Which lines come from the start of the records through the line that holds "Above is an image. Identify where the small"? Write them out word for word.

* _Exercise inputs_
____________

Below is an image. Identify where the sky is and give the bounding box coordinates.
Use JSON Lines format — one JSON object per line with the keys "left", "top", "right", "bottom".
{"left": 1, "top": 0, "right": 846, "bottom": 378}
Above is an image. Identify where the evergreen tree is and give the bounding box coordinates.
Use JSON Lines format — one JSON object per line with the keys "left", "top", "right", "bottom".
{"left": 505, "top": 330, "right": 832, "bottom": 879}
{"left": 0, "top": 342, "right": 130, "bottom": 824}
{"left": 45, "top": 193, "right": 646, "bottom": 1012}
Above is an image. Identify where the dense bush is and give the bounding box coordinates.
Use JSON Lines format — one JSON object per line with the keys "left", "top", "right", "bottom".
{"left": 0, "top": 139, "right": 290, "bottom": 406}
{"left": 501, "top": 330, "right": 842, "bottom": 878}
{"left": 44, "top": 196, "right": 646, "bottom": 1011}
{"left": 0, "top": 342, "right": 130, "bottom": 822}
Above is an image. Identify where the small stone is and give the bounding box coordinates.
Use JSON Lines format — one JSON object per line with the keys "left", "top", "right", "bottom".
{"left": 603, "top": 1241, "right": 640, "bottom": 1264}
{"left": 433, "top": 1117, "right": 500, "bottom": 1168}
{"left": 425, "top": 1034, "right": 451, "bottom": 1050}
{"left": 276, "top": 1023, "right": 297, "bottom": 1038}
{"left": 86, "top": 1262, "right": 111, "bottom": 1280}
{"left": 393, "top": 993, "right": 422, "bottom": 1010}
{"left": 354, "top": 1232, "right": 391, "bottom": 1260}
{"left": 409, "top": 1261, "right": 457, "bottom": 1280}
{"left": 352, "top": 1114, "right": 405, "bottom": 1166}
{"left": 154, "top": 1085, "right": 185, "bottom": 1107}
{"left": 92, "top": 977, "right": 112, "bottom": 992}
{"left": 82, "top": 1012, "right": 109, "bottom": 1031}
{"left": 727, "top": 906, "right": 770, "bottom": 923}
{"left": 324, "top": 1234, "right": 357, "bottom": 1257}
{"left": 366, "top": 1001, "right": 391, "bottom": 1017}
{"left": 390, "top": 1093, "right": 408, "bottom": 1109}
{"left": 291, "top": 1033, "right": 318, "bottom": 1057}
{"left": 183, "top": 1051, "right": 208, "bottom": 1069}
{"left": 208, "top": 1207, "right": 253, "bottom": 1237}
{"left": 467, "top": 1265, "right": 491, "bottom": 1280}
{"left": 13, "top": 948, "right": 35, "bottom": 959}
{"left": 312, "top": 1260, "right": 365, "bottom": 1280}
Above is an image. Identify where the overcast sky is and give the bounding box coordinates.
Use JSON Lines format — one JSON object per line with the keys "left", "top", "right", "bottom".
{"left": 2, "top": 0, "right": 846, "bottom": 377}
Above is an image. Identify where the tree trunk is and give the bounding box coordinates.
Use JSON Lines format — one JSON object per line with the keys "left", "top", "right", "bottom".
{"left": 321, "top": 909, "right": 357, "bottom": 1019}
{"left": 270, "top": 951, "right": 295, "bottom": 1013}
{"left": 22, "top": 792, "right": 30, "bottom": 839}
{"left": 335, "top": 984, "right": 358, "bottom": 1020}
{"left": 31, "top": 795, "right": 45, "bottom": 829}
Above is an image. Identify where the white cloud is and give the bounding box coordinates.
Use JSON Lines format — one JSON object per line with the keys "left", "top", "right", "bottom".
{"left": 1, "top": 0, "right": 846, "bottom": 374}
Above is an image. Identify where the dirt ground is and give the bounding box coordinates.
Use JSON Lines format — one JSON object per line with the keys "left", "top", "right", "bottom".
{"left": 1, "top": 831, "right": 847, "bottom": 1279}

____________

* _Solution for this problem_
Below is an image. Identify where the sky is and give the bounding box coordinates.
Use JSON Lines format — one JSON object per line with the keys "left", "top", "right", "bottom".
{"left": 1, "top": 0, "right": 846, "bottom": 378}
Above is an image. Identify where the evergreen tree is and give the bounding box coordinates.
Use JSON Lines format — one JSON object per line with the keys "left", "top", "right", "bottom".
{"left": 505, "top": 330, "right": 832, "bottom": 879}
{"left": 0, "top": 342, "right": 130, "bottom": 824}
{"left": 45, "top": 193, "right": 646, "bottom": 1012}
Above is an image. Identify where the dense bush is and give the bounding box coordinates.
Use JSON Lines format — one JSON object per line with the keys "left", "top", "right", "bottom".
{"left": 0, "top": 139, "right": 290, "bottom": 406}
{"left": 501, "top": 330, "right": 842, "bottom": 878}
{"left": 44, "top": 196, "right": 646, "bottom": 1011}
{"left": 0, "top": 342, "right": 130, "bottom": 822}
Above is an image. Identify where the small stone is and give the bounding box coordinates.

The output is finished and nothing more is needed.